The records below are to be transcribed word for word.

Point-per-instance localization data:
Start of Block

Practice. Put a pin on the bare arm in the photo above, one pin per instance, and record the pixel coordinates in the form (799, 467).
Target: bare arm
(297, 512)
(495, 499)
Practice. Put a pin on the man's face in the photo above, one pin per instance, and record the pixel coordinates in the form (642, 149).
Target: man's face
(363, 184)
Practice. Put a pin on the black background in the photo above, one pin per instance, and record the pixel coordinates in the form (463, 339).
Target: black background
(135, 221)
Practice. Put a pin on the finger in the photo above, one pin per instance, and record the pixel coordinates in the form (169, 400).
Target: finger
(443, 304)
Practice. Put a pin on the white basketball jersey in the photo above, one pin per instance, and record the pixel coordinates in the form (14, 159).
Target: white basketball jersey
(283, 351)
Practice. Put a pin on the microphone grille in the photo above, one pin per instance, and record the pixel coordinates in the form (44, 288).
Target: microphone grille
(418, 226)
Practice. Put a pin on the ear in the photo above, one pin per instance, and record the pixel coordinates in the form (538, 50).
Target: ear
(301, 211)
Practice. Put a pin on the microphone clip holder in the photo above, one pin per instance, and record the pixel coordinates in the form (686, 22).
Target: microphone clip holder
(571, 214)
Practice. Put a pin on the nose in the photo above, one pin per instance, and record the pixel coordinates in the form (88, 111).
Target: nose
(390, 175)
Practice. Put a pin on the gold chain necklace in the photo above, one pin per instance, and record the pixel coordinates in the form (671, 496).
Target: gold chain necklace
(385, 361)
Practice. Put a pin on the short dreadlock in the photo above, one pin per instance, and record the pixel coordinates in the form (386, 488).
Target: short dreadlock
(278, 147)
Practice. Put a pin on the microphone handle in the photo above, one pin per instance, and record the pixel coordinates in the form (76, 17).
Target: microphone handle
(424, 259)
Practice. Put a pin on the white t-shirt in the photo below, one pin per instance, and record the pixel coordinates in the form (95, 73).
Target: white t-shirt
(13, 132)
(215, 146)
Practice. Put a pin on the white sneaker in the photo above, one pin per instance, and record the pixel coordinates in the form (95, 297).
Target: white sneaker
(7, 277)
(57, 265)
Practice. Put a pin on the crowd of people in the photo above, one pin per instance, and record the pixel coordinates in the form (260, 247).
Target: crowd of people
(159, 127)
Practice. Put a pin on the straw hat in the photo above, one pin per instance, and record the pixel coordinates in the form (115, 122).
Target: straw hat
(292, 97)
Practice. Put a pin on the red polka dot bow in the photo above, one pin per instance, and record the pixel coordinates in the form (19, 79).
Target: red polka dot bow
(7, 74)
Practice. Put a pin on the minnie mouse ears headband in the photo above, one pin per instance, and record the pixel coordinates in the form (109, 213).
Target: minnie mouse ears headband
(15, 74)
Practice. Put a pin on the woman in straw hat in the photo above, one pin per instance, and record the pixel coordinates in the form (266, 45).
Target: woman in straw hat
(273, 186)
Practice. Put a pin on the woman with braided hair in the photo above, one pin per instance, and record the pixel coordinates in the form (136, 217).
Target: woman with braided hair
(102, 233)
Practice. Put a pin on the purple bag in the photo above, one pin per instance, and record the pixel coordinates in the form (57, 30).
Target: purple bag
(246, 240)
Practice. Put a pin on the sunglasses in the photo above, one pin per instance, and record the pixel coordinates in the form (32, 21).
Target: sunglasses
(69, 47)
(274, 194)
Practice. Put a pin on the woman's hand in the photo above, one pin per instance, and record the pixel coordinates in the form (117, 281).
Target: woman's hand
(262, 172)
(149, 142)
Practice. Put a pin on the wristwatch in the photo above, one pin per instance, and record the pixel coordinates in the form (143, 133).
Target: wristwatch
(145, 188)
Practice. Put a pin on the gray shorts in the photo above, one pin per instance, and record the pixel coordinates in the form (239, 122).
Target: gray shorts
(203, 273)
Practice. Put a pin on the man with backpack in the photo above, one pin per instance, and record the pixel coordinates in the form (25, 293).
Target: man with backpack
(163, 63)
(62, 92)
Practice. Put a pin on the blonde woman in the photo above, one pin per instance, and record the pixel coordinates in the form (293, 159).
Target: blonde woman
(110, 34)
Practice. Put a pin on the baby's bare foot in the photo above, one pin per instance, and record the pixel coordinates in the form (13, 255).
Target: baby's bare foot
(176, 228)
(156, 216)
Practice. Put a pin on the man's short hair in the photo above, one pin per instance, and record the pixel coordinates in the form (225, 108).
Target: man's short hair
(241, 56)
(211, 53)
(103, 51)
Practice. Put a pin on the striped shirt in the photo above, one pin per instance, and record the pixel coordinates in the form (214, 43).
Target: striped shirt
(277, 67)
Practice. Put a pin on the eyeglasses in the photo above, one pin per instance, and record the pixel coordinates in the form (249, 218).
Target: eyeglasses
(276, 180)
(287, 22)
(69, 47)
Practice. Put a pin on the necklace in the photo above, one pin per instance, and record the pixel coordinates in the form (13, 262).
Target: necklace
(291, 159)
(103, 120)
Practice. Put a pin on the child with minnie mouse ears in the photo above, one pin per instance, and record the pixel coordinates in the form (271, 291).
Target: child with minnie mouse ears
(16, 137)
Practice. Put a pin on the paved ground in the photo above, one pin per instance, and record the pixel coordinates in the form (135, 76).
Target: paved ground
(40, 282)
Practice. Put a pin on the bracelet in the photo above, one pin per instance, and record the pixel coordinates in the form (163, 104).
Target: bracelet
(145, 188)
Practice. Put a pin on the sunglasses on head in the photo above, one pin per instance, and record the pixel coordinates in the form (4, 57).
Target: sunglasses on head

End of Block

TASK SOLUTION:
Practice. Put a pin on the bare arm in the photo above, one pin per instance, and record the pixel coordinates in the form (799, 467).
Target: bare arm
(297, 512)
(495, 499)
Practice. Put a pin on the man's face in the photo above, one pin per instance, and record the pixel coordinates in the form (642, 149).
Target: man's face
(363, 184)
Practice. Put a pin on the black background in the photo above, one pin per instance, and record the pixel coordinates in the form (463, 339).
Target: black background
(135, 221)
Practice. Put a pin on the finger in the photo above, one pin per instance, and record the pixel coordinates in the form (169, 400).
Target: finger
(443, 304)
Practice. Put a pin on the white basketball jersey in the photo above, one pin per instance, and record the pixel coordinates in the form (14, 159).
Target: white basketball jersey
(283, 351)
Practice. Put a pin on the microphone grille in the photo above, one pin per instance, and record the pixel coordinates in the form (44, 288).
Target: microphone grille
(418, 226)
Practice. Put a pin on the ear in the photo above, one pin per instance, and record the pixel coordinates in the form (538, 50).
Target: ear
(301, 211)
Practice. Put a pin on the microphone clip holder in the photo above, one pin per instance, and record the pixel coordinates in the form (686, 22).
Target: microphone clip holder
(571, 214)
Practice. Put a pin on the nose in the photo above, one pin per instance, and record the pixel coordinates in the form (88, 111).
Target: nose
(390, 175)
Practice. Put a pin on the gold chain necklace in the photo above, one pin per instance, and record the pixel coordinates in the form (671, 496).
Target: gold chain necklace
(385, 361)
Practice. Put a pin on the short dreadlock in the photo above, one pin per instance, and record the pixel coordinates in the form (386, 488).
Target: short dreadlock
(278, 147)
Practice. Put a pin on the microphone handle in the photo above, one pin per instance, and record the pixel coordinates in the form (76, 17).
Target: microphone handle
(424, 259)
Practice. Put a pin on the white t-shirt in the photo below, one pin per instance, and record the pixel coordinates in the form (95, 73).
Target: white t-shirt
(13, 132)
(215, 146)
Practice. Put a pin on the white sneaker in the photo above, one pin per instance, and record the pixel coordinates in the form (95, 297).
Target: white sneaker
(7, 277)
(57, 265)
Practice. Put a pin on the crowd of people in the photo above, one pin per instance, and record the pixel coordinates in the form (260, 247).
Target: crowd of people
(159, 127)
Practice. Put a pin on the straw hat in the photo above, one pin per instance, and record the pixel coordinates in the form (115, 122).
Target: straw hat
(292, 97)
Practice. Put a pin on the red polka dot bow in the photo above, one pin per instance, and record the pixel coordinates in the form (19, 79).
Target: red polka dot bow
(7, 74)
Practice. Put a pin on the minnie mouse ears headband in the photo above, one pin per instance, and record the pixel coordinates in the form (109, 213).
Target: minnie mouse ears headband
(15, 74)
Practice. Put a pin on the woman in straw hat in the photo above, one pin per instance, and record the pixel coordinates in the form (266, 45).
Target: woman in straw hat
(273, 186)
Practice. Put a pin on the woman with braided hair in the photo above, one pin per instance, and record the pixel coordinates in the form (136, 217).
Target: woman with braided hair
(102, 233)
Practice. Put a pin on the purple bag in the photo above, one pin per instance, and record the pixel coordinates in the form (57, 30).
Target: purple bag
(246, 240)
Practice. Put a pin on the sunglasses in the photo above, one pin per instance, and record the pixel coordinates in the form (32, 21).
Target: sunglasses
(69, 47)
(274, 194)
Practice. Put a pin on the woman's hand in the photo above, one pin per instance, and record the pixel coordinates in the form (117, 281).
Target: woman's hand
(262, 172)
(149, 142)
Practice. Put a pin on the wristwatch in the photo above, one pin per instance, and record the pixel coordinates in the form (143, 133).
Target: wristwatch
(145, 188)
Practice. Put a pin on the gray shorts in the photo above, one pin per instance, and record the pixel coordinates in the form (239, 122).
Target: gray shorts
(203, 273)
Practice. Put a pin on the man with backpack in the photo above, one pin per instance, and record the pixel coordinates in the form (25, 293).
Target: man with backpack
(163, 63)
(62, 92)
Practice. Put a pin on the blonde woman in the photo above, one pin per instance, and record the pixel coordinates in the form (293, 159).
Target: blonde woman
(110, 34)
Practice. Put a pin on the baby's bare foot in the photo above, one pin per instance, and record the pixel coordinates in the form (13, 255).
Target: baby's bare foot
(176, 228)
(156, 216)
Practice. Put a pin on the man's short hair in the photo above, one pin per instance, and record the pixel coordinates in the form (225, 108).
Target: man's short hair
(241, 56)
(211, 53)
(103, 51)
Practice. Put a pin on the striped shirt in the photo above, one pin per instance, and record the pixel coordinates in the form (214, 43).
Target: striped shirt
(277, 67)
Practice. Put a pin on the eyeglasses in the photo above, one pin per instance, and record the pixel coordinates in the form (249, 218).
Target: eyeglasses
(276, 180)
(287, 22)
(69, 47)
Practice. Put a pin on the necklace in the photo above, one pin per instance, and record the pixel coordinates in the form (13, 262).
Target: necklace
(291, 159)
(103, 120)
Practice. Put a pin on the child with minnie mouse ears in the photo above, one pin per instance, and record the pixel coordinates in the form (271, 291).
Target: child with minnie mouse ears
(16, 137)
Practice. Put a pin on the paved ground in the photo above, one pin per instance, and record the pixel coordinates in the form (135, 76).
Target: paved ground
(40, 282)
Practice. Put a pin on the bracelet in the photo above, one pin per instance, and record the pixel coordinates in the form (163, 104).
Target: bracelet
(145, 188)
Practice. Put a pin on the sunglasses on head in the photo above, one pin per instance, and record the pixel coordinates in the form (4, 57).
Target: sunglasses on head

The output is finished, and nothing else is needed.